■ **EXERCISES TO COMPLETE**
**a)** In the forum post offering a copy of The Unkindness of Ravens, who was the book originally ordered for?
**b)** Write the next part of the forum thread about trading The Unkindness of Ravens, picking up from its final line.

■ **PAGE**

§ §

# H:The Unkindness of Ravens by George Mann // W: €€€ or various stuff



## Dies Irae (May 21, 2008)

Hi all.

When the book "The Unkindness of Ravens" was released back in May I think, I ordered one for my cousin who plays Raven Guard, but unfortunately I placed two orders by mistake. I am now looking to trade it. It is still under bliter, unopened, and is numbered and signed by the author. Considering it goes for about 35€ on Ebay, I'm selling it here for 20.

I am also willing to exchange it for some various stuff, preferably unpainted. I'm looking for:
Dark Vengeance Chosen
CSM Squads, still on sprue
CSM Warpsmith, not painted if possible
Tyranid Gaunts, either Termagaunts with Fleshborers or Hormagaunts
Tyranid Hive Guards or Zoantropes

If you happen to have any of the above that you are willing to trade, just shoot me a PM to settle the details.

Dies Irae

PS: Considering it is not a very big item, I may be able to ship it to the US/Canada/Australia, but I'll have to check the costs before .


----------



## Sworn Radical (Mar 10, 2011)

§ §

■ **DATA PROVIDED**

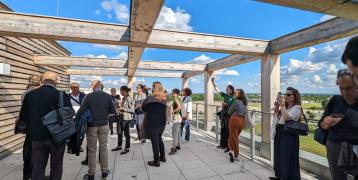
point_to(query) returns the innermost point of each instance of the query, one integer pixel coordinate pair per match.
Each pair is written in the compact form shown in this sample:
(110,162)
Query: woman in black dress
(286,144)
(155,107)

§ §

■ **SOLVED PROBLEMS**
**a)** A cousin who plays Raven Guard.

**b)**
Hey Dies Irae,

would you be interested in metal Termagant / Hormagaunt models as well, or only plastic ones ?


----------



## Dies Irae (May 21, 2008)

Sadly no, I already have some of the actual Termagants and Hormagaunts and I want my army to look like an unstoppable wave of moving chitin, having different miniatures for them would break that purpose I fear.
However I have nothing against the 3rd Ed Zoanthropes! They look great IMHO.


----------



## Sworn Radical (Mar 10, 2011)

Okay then, thought asking wouldn't hurt.


----------



## Dies Irae (May 21, 2008)

Small bump because I'd really like to have this book gone by January.
Some edits in the price / stuff wanted as well


----------



## Sethis (Jun 4, 2009)

I'll take it, assuming you post to the UK?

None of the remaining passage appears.